- _Page text_:
- - - - - - -

Cabot settles with Dimock residents over polluted wells
Dimock water settlement
Cabot Oil & Gas has capitulated and will pay out a $4.1 million settlement to residents of Dimock, Pa. You'll recall that Dimock is the town with the notorious ignitable water - a result, residents say, of negligence on Cabot's part in its natural gas drilling operations. The Pa. Department of Environmental Protection had been suing Cabot to force the firm to foot the bill for municipal water for families who said their wells were polluted. The AP reports in the Press & Sun-Bulletin:
Cabot also has agreed to pay to install whole-house gas mitigation systems in each of the 19 affected homes and to pay DEP $500,000. The settlement infuriated some residents, who say DEP caved to political pressure. "Pretty nice that Cabot can do whatever they want," said Craig Sautner, a Dimock resident who is a plaintiff in a federal lawsuit against Cabot. "When Cabot pays all the bills, that's what happens. It's ridiculous. Now we're stuck here."
Governor David Paterson was in Rochester on Wednesday to meet with editors of several upstate papers in an "exit interview." The Democrat and Chronicle reports that Paterson feels much is being left undone:
In his final days in office, Paterson said he hopes to lay off fewer state workers than the nearly 900 planned, taking hardship cases into account. He is not holding out hope for further action on state finances, leaving a $10 billion or more budget shortfall for Cuomo and the next Legislature to tackle. His greatest disappointment, he said, was not passing a property tax cap. As for achievements, he pointed to his early and aggressive actions to reduce spending given the "tsunami" of the recession.
You can watch the entire meeting at the D&C's website.
Meanwhile archivists are angry that the governor is turning his official papers over to Cornell, rather than to the State Archives, at a cost of $250,000 in state money, reports the Times Union:
"Had they come here, the taxpayers wouldn't have seen any extra expense," said Christine Ward, who maintains the papers of governors Alfred E. Smith and Franklin Delano Roosevelt in the Cultural Education Building on Madison Avenue. "The governor's records would have been included along with all the other records being transitioned," Ward said. "I have many colleagues at Cornell University in the archives there and they are a highly respected archival organization, and I respect them. But I am always concerned, as a general rule, when records that are public records go out of public custody."
HSBC has threatened to leave its One HSBC Center tower in downtown Buffalo, reports the Buffalo News, and city leaders are begging it to stay:
In separate letters to Erie Canal Harbor Development Corp. and a bank executive, Mayor Byron W. Brown and Buffalo Place Chairman Keith M. Belanger warned of dire consequences if HSBC moves out, even if it moves just a block away to a site in the planned Canal Side development. And it would be worse if the move is supported by government tax breaks, they said. "If HSBC left One HSBC Center ... the effect on the regional market for commercial office space would be destabilizing," Brown wrote in a Dec. 10 letter to Jordan A. Levy, chairman of Erie Canal Harbor Development. "I want to emphasize the threat is regional."
HSBC has been in the building since 1972 and is reportedly considering both suburban and other downtown locations, including Erie Harbor.

- - - - - - -

- _Problem 1_: According to the news roundup, how many affected homes in Dimock will Cabot pay to fit with whole-house gas mitigation systems?

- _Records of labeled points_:
- - - - - - -

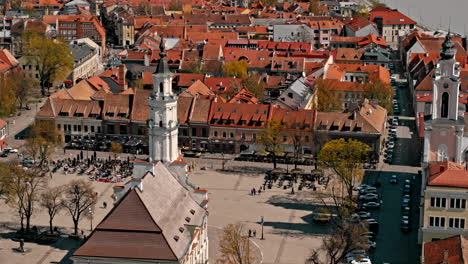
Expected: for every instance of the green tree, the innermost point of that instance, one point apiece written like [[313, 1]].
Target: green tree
[[316, 8], [235, 246], [255, 84], [79, 196], [23, 86], [175, 5], [362, 11], [345, 158], [270, 138], [42, 140], [327, 97], [7, 98], [236, 69], [52, 58]]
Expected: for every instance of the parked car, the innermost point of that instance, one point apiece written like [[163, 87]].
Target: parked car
[[405, 225], [371, 205], [362, 214], [361, 261], [368, 197], [406, 211], [322, 219], [371, 244]]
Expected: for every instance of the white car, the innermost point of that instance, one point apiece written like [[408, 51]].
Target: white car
[[369, 197], [361, 261]]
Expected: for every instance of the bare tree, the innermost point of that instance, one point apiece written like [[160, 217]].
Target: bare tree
[[22, 189], [51, 200], [235, 247], [342, 241], [79, 196]]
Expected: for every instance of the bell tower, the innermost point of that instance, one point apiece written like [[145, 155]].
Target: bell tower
[[162, 123], [446, 81], [443, 133]]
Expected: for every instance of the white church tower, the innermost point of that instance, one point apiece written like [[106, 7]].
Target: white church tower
[[444, 131], [162, 123]]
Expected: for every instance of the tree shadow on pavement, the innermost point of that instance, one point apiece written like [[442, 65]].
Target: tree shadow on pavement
[[298, 229]]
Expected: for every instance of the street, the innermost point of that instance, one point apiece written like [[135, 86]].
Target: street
[[393, 245]]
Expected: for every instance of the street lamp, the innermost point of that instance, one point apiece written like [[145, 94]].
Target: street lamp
[[90, 211], [261, 221]]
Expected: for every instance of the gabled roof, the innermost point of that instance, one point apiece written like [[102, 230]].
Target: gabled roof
[[448, 174], [390, 16], [130, 214], [161, 209]]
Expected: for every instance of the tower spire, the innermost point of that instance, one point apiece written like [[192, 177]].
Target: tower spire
[[163, 66], [448, 51]]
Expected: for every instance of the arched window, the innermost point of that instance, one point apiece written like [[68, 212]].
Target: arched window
[[442, 152], [444, 105]]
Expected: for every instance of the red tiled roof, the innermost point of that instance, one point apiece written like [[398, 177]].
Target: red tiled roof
[[448, 174], [456, 248]]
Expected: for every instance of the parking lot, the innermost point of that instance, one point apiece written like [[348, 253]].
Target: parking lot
[[392, 244]]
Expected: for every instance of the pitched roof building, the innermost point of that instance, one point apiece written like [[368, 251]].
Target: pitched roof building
[[157, 219]]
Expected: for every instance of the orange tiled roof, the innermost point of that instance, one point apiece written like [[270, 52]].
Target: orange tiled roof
[[456, 248]]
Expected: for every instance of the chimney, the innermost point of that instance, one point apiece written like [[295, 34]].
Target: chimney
[[445, 257], [442, 168], [122, 82]]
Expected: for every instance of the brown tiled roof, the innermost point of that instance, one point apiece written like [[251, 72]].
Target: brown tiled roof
[[140, 105], [197, 88], [124, 244], [184, 105], [129, 214], [201, 110], [367, 119], [456, 248]]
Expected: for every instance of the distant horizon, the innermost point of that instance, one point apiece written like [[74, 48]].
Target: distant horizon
[[435, 14]]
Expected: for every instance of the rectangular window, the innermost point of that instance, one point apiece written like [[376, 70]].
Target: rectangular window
[[123, 129], [436, 221], [438, 202], [457, 203], [455, 222]]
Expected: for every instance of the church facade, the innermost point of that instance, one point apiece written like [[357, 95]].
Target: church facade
[[444, 166]]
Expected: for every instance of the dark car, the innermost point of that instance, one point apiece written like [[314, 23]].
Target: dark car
[[405, 226]]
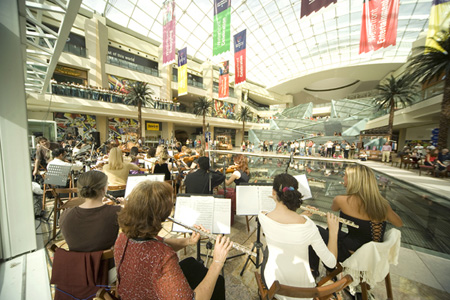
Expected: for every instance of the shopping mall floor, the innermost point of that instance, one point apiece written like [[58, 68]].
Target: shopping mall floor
[[420, 274]]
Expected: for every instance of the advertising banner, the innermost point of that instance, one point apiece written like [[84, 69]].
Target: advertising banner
[[169, 36], [439, 19], [222, 19], [379, 25], [182, 72], [240, 62], [224, 80], [310, 6]]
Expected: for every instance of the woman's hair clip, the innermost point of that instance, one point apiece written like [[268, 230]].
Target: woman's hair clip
[[290, 188]]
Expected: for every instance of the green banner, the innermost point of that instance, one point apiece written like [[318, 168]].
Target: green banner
[[221, 36]]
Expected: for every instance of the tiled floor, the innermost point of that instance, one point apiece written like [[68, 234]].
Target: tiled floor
[[418, 275]]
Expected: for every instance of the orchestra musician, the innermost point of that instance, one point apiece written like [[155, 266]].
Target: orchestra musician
[[203, 180], [91, 226], [289, 235], [147, 265], [241, 173], [365, 206], [118, 170]]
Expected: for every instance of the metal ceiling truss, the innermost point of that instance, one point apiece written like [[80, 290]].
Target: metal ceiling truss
[[44, 45]]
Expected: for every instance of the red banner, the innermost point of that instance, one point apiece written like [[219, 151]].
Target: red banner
[[224, 80], [379, 25], [240, 57]]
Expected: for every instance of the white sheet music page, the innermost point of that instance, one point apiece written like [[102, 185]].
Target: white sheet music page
[[266, 202], [247, 200], [303, 186], [222, 216], [185, 211]]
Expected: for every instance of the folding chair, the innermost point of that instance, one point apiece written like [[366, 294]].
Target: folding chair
[[319, 292], [370, 264]]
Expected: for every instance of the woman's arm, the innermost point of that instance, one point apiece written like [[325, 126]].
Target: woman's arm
[[205, 289], [393, 218]]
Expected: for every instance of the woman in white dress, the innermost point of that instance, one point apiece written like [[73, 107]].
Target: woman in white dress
[[288, 236]]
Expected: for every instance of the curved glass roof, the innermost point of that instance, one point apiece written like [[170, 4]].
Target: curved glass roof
[[280, 45]]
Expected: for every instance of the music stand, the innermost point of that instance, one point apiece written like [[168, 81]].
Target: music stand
[[257, 244]]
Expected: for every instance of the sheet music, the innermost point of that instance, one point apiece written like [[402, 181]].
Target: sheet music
[[212, 213], [251, 199], [134, 180], [266, 202], [222, 215], [303, 186]]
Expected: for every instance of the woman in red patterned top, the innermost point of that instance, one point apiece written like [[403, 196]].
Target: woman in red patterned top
[[147, 265]]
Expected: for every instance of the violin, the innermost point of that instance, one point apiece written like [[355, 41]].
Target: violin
[[230, 169]]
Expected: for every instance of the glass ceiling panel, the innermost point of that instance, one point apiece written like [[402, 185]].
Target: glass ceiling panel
[[334, 34]]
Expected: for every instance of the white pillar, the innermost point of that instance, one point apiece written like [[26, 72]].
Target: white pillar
[[16, 202]]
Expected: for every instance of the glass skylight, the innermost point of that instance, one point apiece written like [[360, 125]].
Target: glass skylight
[[280, 45]]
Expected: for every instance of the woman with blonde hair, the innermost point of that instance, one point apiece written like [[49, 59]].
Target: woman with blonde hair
[[365, 206], [118, 170], [147, 265]]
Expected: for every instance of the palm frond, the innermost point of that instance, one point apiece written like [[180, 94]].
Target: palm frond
[[244, 114], [432, 63], [400, 91], [203, 106], [139, 92]]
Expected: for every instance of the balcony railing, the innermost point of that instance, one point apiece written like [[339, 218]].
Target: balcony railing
[[132, 66]]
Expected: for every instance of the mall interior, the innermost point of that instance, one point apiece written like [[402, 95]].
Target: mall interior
[[66, 64]]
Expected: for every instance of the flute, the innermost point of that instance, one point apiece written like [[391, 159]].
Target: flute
[[213, 237], [324, 214], [112, 198]]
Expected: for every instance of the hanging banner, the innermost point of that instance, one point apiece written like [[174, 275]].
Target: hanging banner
[[224, 80], [310, 6], [182, 72], [379, 25], [222, 19], [240, 57], [439, 20], [169, 36]]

- - - - - - -

- _Problem 2_: Offset every point coordinate in the answers by adding 147, and give back the portion of the records that opens with the line containing "Expected: for every instance of the curved" and closes with the line containing "[[365, 206], [118, 170], [147, 265]]", both lines included. Keep the requests and their sample points unchanged.

- _Correct answer 1_: 19 homes.

- _Correct answer 2_:
Expected: for every instance of the curved glass roof, the innermost point of that instance, one point apiece written like [[170, 4]].
Target: curved glass roof
[[427, 192]]
Expected: for every instance of the music stand, the innermost point of that instance, one point apiece written like [[168, 81]].
Target: music stand
[[404, 391]]
Expected: for every instance of the sheet music, the innermost point of that instance, one point apiece written like [[402, 181]].
Target: sheet music
[[359, 360], [398, 346], [281, 327], [413, 349], [369, 362], [450, 333]]
Expected: for every instance of the woman in red patterned top, the innermost point of that instance, one point apiece written like [[403, 196]].
Target: woman in red patterned top
[[294, 412]]
Expected: for every instance of the violin, the innermost point of that instance, one point apiece written like [[355, 41]].
Target: violin
[[377, 316]]
Expected: for every instance of the glass ceiling panel, the innermost point of that instance, one point apiece written like [[402, 185]].
Target: glass ceiling panel
[[481, 181]]
Expected: for every instance of the white pillar, the innermost point of that instance, one point apiece written like [[26, 72]].
Target: white pillar
[[163, 349]]
Expected: for every instance of the glass skylight, the innermost point of that instance, one point apiece written like [[360, 125]].
Target: glass skylight
[[427, 192]]
Expected: for every instance of the woman with blonde hair, the innermost point of that instance, one point apiece written like [[49, 59]].
Target: woman with blonde hair
[[512, 353], [265, 317], [294, 412]]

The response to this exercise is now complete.